» What is required
Below is a set of entries. Reproduce exactly the lines from the one containing "Each instance receives one keypoint. Mark the fence" through the end, both included.

━━━━━ Extracted data

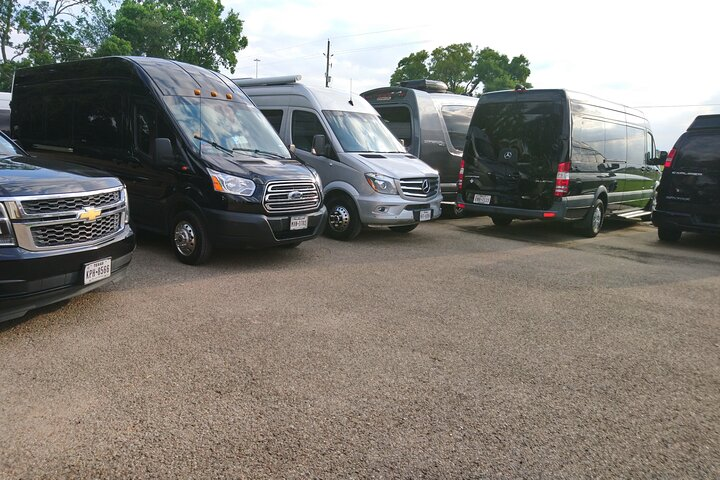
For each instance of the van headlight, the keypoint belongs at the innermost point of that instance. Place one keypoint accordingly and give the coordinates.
(381, 183)
(222, 182)
(7, 235)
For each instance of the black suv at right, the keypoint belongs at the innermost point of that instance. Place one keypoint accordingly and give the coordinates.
(688, 197)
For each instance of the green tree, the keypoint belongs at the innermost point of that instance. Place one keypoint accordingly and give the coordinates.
(193, 31)
(464, 69)
(411, 67)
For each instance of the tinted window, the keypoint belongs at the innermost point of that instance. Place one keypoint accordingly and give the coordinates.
(531, 130)
(636, 146)
(457, 119)
(399, 122)
(701, 150)
(305, 126)
(274, 117)
(98, 121)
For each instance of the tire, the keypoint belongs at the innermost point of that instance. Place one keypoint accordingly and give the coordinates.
(190, 240)
(404, 228)
(667, 234)
(501, 221)
(343, 221)
(591, 225)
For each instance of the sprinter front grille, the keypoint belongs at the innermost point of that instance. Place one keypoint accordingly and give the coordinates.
(292, 196)
(59, 222)
(61, 235)
(425, 187)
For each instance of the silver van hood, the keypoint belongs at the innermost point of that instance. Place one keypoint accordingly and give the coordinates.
(396, 165)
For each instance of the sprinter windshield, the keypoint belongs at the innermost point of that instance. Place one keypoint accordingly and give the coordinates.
(231, 126)
(362, 132)
(526, 133)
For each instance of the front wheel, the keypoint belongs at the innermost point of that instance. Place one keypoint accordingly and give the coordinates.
(669, 234)
(343, 219)
(591, 225)
(190, 239)
(404, 228)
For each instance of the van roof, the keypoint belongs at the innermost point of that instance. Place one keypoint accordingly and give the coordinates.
(170, 77)
(320, 97)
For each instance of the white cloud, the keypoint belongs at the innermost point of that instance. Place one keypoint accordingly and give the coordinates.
(632, 52)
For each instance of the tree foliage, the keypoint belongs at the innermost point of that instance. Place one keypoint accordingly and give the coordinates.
(36, 32)
(464, 68)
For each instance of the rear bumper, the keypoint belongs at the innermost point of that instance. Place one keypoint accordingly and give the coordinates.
(685, 222)
(233, 229)
(31, 280)
(563, 209)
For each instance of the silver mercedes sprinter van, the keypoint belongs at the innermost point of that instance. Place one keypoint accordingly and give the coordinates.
(369, 179)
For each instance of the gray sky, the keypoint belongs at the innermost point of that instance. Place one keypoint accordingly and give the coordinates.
(640, 53)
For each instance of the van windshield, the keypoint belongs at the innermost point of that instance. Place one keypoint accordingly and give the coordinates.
(362, 132)
(230, 125)
(524, 133)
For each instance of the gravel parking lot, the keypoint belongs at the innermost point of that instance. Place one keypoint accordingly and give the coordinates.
(460, 350)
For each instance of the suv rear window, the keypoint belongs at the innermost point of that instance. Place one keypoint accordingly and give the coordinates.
(699, 150)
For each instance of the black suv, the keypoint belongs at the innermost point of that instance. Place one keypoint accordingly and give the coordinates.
(688, 197)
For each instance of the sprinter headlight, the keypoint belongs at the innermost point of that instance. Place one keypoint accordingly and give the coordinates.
(7, 236)
(381, 183)
(222, 182)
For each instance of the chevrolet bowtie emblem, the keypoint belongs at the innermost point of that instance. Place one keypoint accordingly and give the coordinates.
(89, 214)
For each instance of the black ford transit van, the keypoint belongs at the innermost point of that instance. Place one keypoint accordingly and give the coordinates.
(200, 161)
(63, 231)
(688, 198)
(557, 155)
(432, 123)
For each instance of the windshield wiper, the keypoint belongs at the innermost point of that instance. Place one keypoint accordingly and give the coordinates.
(260, 152)
(216, 145)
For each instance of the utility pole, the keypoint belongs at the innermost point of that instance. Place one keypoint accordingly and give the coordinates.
(327, 66)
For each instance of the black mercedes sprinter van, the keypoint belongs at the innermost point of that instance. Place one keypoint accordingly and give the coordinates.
(200, 162)
(558, 155)
(432, 123)
(688, 198)
(63, 231)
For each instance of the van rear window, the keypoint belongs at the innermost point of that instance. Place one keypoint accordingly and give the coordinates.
(700, 150)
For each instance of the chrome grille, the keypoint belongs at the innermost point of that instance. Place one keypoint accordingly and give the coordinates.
(77, 232)
(424, 187)
(55, 205)
(291, 196)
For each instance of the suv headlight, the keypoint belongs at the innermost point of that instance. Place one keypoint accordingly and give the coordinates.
(222, 182)
(381, 183)
(7, 235)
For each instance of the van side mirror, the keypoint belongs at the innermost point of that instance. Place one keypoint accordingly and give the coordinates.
(163, 155)
(319, 145)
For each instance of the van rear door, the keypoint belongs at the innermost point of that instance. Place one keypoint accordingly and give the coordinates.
(693, 179)
(513, 150)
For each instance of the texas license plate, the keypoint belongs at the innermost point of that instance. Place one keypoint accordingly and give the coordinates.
(483, 199)
(298, 223)
(98, 270)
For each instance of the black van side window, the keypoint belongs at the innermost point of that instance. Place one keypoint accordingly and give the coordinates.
(399, 122)
(306, 125)
(98, 120)
(274, 117)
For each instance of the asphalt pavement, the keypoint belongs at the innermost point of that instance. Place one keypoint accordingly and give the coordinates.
(459, 350)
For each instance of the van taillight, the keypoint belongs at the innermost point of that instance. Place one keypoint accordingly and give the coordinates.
(562, 179)
(671, 156)
(461, 174)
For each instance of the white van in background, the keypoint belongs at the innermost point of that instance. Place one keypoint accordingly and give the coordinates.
(369, 179)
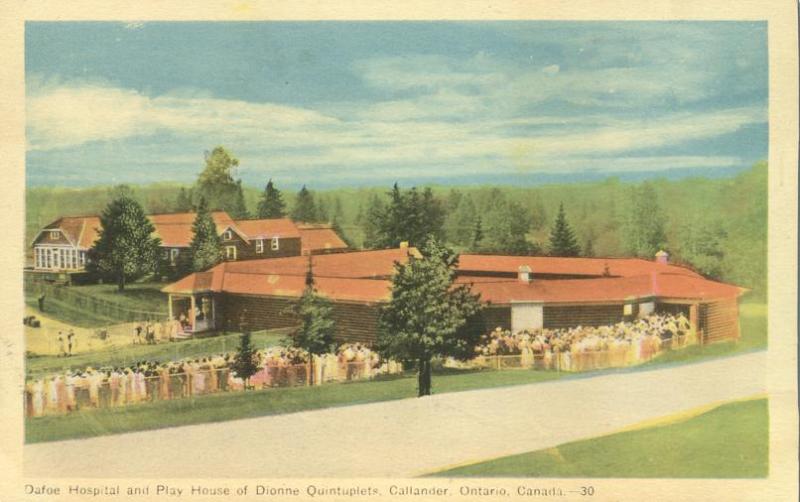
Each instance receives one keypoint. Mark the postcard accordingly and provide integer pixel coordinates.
(292, 251)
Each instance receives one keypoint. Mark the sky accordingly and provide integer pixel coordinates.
(332, 104)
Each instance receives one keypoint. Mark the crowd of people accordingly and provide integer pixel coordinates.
(591, 347)
(150, 380)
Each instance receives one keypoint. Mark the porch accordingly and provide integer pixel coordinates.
(195, 312)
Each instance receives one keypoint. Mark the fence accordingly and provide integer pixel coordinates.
(62, 394)
(98, 306)
(587, 360)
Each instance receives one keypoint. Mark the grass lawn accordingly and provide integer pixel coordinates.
(124, 355)
(221, 407)
(145, 296)
(730, 441)
(274, 401)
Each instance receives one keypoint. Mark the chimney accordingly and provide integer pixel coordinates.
(524, 274)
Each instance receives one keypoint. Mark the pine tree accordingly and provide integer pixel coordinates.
(562, 238)
(316, 332)
(305, 209)
(206, 246)
(427, 316)
(477, 234)
(126, 248)
(183, 203)
(271, 204)
(588, 249)
(245, 363)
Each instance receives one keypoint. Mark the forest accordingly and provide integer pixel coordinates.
(717, 226)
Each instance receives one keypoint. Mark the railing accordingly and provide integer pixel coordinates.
(98, 306)
(63, 394)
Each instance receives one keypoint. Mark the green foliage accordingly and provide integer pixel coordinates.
(245, 363)
(643, 230)
(206, 246)
(217, 186)
(305, 208)
(427, 316)
(408, 217)
(562, 238)
(507, 224)
(315, 334)
(126, 248)
(183, 203)
(271, 204)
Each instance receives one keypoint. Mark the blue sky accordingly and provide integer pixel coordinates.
(344, 103)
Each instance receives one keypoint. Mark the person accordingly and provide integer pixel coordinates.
(70, 336)
(61, 350)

━━━━━━━━━━

» Complete response
Each instance receives one keypoint. Mark the fence accordingly and provide integer pixel coordinates.
(62, 394)
(98, 306)
(587, 360)
Each instance receives one keypoint. Mark the grass lawn accordingly and provide integer pixel coordinates.
(124, 355)
(221, 407)
(145, 296)
(730, 441)
(274, 401)
Each instance receives one keypoint. Mark the chimney accordingly and provide integer pixel coordinates.
(524, 274)
Each instance receives one keypoint. Mark the pine tree accordingly and provide integer pixel coordinates.
(562, 238)
(316, 332)
(305, 209)
(206, 246)
(427, 316)
(477, 234)
(126, 248)
(183, 203)
(271, 204)
(588, 249)
(245, 363)
Each instance receives one keypoint. Mark the forest accordingly and provide integer pixel coordinates.
(717, 226)
Each instance receives one keypoint. Mark the railing accordingly and provide integer pixel coordinates.
(98, 306)
(63, 394)
Each instance receives one keypoint. Mark the green foliage accordingly and provide integer pixel coordinates.
(245, 363)
(643, 230)
(206, 246)
(217, 186)
(305, 208)
(427, 316)
(408, 217)
(562, 238)
(507, 224)
(315, 334)
(126, 248)
(183, 203)
(271, 204)
Each instance receives one keypoint. Mark the blue sky accordingly and provide integer pixel coordinates.
(344, 103)
Each instance receives one keypoint. Mark the person accordingly and provide integer pixel coordinates.
(70, 336)
(61, 350)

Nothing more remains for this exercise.